Record extracts
▽
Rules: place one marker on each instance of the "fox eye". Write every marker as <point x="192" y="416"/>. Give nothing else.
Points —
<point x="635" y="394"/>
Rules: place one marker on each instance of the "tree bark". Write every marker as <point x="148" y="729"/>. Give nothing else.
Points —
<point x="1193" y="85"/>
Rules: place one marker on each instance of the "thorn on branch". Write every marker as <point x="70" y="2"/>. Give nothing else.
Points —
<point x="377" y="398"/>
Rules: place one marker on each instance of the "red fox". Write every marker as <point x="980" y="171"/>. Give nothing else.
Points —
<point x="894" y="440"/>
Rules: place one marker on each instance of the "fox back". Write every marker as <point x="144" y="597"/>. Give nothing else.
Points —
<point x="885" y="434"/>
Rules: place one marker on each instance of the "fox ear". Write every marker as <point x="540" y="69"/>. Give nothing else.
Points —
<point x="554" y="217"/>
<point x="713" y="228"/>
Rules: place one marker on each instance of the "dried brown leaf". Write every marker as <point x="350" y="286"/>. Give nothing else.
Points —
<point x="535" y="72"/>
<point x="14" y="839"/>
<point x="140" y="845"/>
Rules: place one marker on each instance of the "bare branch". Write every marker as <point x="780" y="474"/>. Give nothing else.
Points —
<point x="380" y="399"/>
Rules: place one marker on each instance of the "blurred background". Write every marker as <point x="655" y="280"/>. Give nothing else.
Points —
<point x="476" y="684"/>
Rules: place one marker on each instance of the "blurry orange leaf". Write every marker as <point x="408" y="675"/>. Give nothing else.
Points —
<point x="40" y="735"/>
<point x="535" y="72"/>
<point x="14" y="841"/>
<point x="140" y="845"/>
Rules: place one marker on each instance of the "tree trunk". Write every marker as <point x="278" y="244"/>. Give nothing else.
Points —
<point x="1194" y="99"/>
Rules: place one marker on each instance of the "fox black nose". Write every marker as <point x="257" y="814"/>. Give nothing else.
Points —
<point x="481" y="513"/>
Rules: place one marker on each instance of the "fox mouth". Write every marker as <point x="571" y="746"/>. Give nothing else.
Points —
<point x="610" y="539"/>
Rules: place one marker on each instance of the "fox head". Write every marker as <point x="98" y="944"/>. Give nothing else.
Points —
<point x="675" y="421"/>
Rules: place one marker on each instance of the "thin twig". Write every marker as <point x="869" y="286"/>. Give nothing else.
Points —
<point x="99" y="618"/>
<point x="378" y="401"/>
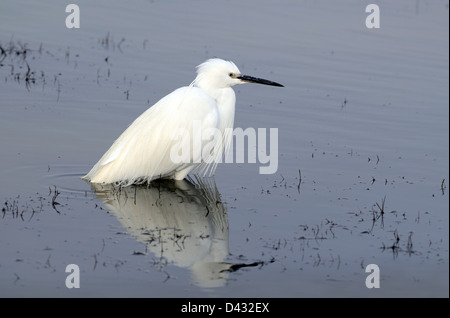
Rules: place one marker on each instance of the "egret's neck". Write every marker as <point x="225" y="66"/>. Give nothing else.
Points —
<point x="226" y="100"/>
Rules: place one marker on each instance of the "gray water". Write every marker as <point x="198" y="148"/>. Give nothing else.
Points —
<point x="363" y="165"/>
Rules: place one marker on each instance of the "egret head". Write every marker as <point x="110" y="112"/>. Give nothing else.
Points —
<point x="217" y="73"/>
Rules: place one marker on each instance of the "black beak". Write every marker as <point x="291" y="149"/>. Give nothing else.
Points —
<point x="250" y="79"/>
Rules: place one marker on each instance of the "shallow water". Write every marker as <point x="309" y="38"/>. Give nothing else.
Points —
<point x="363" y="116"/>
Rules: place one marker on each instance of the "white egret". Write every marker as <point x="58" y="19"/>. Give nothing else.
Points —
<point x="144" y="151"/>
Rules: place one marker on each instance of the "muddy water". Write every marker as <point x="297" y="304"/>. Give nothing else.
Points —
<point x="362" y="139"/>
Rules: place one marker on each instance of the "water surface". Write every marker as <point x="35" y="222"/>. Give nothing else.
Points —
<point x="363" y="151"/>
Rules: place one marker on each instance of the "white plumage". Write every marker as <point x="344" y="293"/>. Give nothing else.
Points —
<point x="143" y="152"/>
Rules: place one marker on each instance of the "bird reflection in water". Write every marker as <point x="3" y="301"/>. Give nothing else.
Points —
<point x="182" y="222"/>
△
▽
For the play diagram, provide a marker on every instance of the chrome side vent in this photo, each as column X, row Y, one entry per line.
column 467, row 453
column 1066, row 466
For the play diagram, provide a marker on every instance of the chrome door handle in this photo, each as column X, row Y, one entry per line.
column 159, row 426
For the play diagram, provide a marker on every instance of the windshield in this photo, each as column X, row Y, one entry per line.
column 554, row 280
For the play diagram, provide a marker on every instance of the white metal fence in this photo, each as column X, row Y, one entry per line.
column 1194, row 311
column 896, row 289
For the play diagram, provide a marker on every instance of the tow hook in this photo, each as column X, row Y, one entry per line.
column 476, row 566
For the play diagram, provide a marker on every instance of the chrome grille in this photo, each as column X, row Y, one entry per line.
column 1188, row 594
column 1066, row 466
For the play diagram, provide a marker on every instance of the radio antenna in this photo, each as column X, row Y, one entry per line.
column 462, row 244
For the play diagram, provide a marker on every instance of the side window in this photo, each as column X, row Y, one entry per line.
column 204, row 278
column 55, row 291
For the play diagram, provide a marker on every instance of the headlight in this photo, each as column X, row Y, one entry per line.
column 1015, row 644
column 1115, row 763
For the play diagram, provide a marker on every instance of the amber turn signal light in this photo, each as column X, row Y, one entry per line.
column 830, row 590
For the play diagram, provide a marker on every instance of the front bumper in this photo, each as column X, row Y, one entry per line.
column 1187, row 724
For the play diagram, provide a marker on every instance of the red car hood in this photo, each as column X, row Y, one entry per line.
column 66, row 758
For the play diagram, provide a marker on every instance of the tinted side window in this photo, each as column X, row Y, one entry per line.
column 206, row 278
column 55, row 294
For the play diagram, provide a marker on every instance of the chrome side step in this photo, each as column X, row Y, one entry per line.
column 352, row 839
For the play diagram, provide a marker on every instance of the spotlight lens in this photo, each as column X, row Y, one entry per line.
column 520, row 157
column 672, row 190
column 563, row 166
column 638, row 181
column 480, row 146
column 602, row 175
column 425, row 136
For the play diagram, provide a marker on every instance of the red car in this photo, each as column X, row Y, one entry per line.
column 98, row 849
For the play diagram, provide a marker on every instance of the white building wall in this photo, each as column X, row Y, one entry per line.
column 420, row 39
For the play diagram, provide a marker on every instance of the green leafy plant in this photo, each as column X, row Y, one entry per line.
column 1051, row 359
△
Work instructions
Gather all lines from the records above in which "egret" appears.

Reply
Rules: place one marker on each instance of the "egret's neck". Write every marker as <point x="225" y="66"/>. Give nothing else.
Rules: place one marker on each instance of the "egret head". Write every marker as <point x="110" y="112"/>. Give nothing else.
Rules: place one marker on each instance of the "white egret". Write every marker as <point x="58" y="19"/>. Give nothing else.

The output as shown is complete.